For postmodernists, all ways of interpreting nature or reality are equally valid, because there is no objective truth about phenomena, only different points of view or different “discourses” about them. Opposing the possibility of human knowledge about nature and society, and condemning the end of universal truth, postmodernism therefore defended the existence of only particular and subjective “discourses”, as local and always “contingent” (unstable, provisional) points of view, reaching the extreme of bourgeois idealist and subjectivist relativism. Language becomes the center for most postmodernists, because for them it is discourse that constructs what we call reality. In this way, postmodern political “strategies” are reduced to the crumbs of the “incorporation of cultural and identity demands” by the old State and imperialism, centrally valuing the change of nomenclature, or as they say, the “re-signification” of “open and fluid” concepts, diverting the struggle of the masses, and among them, that of women of the people in particular, to the field of mere “discursive dispute”, or of the “deconstruction” and “re-signification” of concepts.
Postmodernist individualism and imperialism
Postmodernism is the maximum exacerbation of individualism in the period of the last crisis of imperialism. For postmodernist intellectuals, such as Lipovetsky, the individualism inaugurated by the bourgeoisie in the process of the French Revolution, for example, was too “limited”, while postmodernist individualism is “total” or “unlimited”. After all, the revolutionary bourgeoisie of that period, in addition to preaching individual freedom, also defended (at least in words) equality and fraternity among men (which would imply some limitations for the individual due to the social commitment that these latter demands, which is considered a “totalitarian” terror for postmodernists). As it quickly became clear to the masses of workers and peasants who took part in the bourgeois revolutions, the essence of the bourgeoisie as an exploiting class meant that, once it seized political power and the feudal lords were beheaded, it revealed itself as the exclusive defender of its individual freedom, the core of which is freedom from exploitation, leaving equality and fraternity as stillborn letters for the popular classes, to this day, as well as the much-vaunted “freedom”, which is nonexistent for the immense masses of people impoverished by exploitation in its fullest sense.
For the “postmodernists”, however, any situation that demands the subordination of personal, individual interests for the sake of a common benefit is seen by them as unacceptable “tyranny” and “totalitarianism”, while the subordination of millions of masses to the petty desires and dictates of a small handful of individuals in the world is classified by them as “freedom”. In fact, this is the only freedom that the imperialist bourgeoisie (and its postmodernist apologists in academia) advocate: the freedom of the individual (of the big bourgeoisie and other ruling classes, of course) to exploit the vast majority of the people (who, as in classical slavery, continue to be considered as beings devoid of soul – or individuality, for our postmodernists).

### JOB A
In the text on postmodernism, what two words describe postmodernist individualism for intellectuals such as Lipovetsky?
The text above has no connection to the listing that comes after it.

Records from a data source

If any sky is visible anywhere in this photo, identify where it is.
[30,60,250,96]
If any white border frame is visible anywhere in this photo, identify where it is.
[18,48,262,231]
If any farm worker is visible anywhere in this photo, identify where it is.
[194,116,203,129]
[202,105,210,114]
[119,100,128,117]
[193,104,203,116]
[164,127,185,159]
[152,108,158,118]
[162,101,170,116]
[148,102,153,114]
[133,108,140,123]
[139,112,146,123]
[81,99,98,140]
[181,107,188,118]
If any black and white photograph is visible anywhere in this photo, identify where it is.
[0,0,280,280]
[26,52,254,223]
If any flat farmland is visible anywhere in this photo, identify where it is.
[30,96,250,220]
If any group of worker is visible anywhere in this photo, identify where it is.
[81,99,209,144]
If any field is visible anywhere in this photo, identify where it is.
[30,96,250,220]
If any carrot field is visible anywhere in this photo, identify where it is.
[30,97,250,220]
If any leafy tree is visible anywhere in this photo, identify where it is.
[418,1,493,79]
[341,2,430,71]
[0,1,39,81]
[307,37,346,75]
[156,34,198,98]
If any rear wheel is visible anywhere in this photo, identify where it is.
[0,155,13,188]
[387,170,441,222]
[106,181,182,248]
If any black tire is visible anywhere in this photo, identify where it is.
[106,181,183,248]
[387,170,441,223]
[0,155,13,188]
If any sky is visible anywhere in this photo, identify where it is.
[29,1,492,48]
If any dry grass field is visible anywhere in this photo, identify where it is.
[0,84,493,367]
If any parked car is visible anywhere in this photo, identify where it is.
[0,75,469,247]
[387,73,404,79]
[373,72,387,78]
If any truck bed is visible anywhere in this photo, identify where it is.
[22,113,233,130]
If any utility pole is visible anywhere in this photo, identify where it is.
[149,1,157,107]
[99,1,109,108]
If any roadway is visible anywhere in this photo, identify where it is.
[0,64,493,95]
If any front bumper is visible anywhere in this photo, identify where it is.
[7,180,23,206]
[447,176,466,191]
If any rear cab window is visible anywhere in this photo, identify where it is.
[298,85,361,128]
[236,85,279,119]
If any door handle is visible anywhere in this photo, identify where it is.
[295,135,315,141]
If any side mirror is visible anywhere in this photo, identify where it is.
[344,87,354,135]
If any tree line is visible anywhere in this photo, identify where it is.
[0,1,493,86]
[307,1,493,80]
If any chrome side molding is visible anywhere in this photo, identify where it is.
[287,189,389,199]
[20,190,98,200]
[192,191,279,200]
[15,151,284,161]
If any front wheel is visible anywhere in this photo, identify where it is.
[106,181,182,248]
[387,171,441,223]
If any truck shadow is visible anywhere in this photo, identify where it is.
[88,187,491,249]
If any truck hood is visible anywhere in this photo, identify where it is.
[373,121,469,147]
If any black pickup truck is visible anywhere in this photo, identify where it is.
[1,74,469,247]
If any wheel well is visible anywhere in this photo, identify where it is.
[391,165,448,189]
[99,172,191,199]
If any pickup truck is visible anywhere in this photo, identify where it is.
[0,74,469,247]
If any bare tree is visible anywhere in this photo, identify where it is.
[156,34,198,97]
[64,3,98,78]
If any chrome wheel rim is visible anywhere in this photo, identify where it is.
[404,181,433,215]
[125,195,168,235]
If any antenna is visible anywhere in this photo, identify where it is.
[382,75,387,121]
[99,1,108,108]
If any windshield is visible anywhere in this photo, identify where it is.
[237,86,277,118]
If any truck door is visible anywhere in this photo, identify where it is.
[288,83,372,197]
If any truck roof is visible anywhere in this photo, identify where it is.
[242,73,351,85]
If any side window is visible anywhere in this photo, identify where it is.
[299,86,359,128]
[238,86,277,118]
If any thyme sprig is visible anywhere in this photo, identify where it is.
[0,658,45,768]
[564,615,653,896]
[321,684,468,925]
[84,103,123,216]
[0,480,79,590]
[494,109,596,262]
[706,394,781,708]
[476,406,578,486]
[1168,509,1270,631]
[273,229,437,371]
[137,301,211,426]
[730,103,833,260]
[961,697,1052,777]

### JOB B
In the listing, update the lines from the line with "If any truck hood" to the line with "[238,86,277,118]" by replacing "truck door" with "cab door", keeping all else unchanged. Return only those lines.

### CORRECT OUTPUT A
"Total" or "unlimited."

### CORRECT OUTPUT B
If any truck hood is visible anywhere in this photo, identify where it is.
[373,121,469,147]
If any black pickup truck is visible anywhere in this photo, identify where it is.
[1,74,469,247]
If any wheel well is visible anywhere in this photo, identify where it is.
[391,165,448,189]
[99,172,191,199]
If any pickup truck is visible anywhere in this photo, identify where it is.
[0,74,469,247]
If any bare tree is visible anywhere in this photo, identify where it is.
[156,34,198,97]
[64,3,98,78]
If any chrome wheel rim is visible anywhere in this photo, identify where it is.
[404,181,433,215]
[125,195,168,235]
If any antenna is visible anywhere in this photo, identify where it is.
[382,75,387,121]
[99,1,108,108]
If any windshield is visible anywhere in this photo, identify where it is.
[237,86,277,118]
If any cab door is visible anywhere in this photo, identify where it is.
[288,83,372,197]
If any truck roof is visible anywhere in this photo, identify where it is.
[242,73,351,85]
If any side window is visible anywhere in this photo, identify where it is.
[299,86,359,128]
[238,86,277,118]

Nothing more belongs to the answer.